• Written instruction: Reproduce everything from the line containing "In the picture above, where can the water" down to the end of the items, with the requests kept. Multiply each point coordinate in the answers by 0.95 and round it to the nearest whole number, rounding halves up.

[Data items]
* * *
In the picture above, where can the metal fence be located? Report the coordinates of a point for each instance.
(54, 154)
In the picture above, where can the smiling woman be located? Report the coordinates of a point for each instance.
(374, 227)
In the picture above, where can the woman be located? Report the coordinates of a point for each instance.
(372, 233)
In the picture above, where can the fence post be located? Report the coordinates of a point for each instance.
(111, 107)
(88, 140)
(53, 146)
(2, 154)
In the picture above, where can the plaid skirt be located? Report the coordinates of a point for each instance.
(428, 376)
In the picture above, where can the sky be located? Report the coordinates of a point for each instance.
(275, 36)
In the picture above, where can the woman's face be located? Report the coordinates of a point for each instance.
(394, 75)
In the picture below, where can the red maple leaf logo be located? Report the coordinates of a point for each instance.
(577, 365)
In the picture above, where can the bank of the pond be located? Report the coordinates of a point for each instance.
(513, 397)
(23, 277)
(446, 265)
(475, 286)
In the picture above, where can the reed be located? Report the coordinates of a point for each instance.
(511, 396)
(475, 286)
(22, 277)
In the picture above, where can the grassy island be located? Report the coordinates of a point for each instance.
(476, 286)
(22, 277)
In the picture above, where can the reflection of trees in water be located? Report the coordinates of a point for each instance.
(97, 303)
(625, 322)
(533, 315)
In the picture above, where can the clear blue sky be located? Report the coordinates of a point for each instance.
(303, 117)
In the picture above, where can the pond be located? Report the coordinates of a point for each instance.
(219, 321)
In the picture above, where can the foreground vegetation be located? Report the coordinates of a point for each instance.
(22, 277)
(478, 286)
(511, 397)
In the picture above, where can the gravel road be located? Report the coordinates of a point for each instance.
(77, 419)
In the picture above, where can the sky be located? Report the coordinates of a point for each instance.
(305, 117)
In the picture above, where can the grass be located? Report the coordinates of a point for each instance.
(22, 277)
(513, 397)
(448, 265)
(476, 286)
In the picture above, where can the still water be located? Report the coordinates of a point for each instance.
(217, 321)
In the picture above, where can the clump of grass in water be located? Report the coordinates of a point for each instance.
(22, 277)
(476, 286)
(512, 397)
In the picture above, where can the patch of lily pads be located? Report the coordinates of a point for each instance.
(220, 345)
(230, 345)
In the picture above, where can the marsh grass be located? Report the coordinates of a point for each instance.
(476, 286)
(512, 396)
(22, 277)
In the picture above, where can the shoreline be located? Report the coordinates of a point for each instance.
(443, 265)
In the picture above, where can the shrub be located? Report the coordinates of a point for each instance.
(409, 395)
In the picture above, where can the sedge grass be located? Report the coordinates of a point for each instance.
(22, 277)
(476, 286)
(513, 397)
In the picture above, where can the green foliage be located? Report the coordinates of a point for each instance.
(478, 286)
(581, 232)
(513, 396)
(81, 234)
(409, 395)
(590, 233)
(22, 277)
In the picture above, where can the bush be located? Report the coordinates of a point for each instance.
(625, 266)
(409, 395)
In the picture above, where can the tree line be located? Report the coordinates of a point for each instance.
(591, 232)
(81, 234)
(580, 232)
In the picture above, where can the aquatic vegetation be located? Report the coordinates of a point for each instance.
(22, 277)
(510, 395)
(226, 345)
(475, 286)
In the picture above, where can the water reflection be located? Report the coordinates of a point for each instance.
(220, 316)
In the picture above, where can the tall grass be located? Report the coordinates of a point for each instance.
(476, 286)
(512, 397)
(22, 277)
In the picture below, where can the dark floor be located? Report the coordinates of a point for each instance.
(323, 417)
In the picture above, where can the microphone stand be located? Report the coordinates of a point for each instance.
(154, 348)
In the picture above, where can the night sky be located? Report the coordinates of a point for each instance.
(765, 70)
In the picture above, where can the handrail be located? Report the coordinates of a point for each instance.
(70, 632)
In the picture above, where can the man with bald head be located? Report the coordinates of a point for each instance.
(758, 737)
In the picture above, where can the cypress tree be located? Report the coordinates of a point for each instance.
* * *
• Correct answer:
In the picture above, where can the water reflection be located? Report the coordinates of a point for each instance.
(209, 300)
In the picture above, where can the tall grass be located? Report the coordinates of a point for each instance.
(452, 272)
(486, 377)
(21, 263)
In the picture below, where can the dark floor be located? Report the coordinates of a point for each instance.
(307, 396)
In the picture above, where can the microphone stand be located? Report the coordinates of a point for each instance.
(146, 331)
In the picture above, where can the night sky be located? Report the coordinates of a point for each instance.
(727, 67)
In the picture above, where can the handrail be located? Report the coordinates of a point for each instance.
(67, 600)
In the picture above, where can the man with bald head be located? Report the coordinates of a point for each instance.
(720, 700)
In the picture above, where can the cypress tree be located? Report the coordinates of a point for each instance.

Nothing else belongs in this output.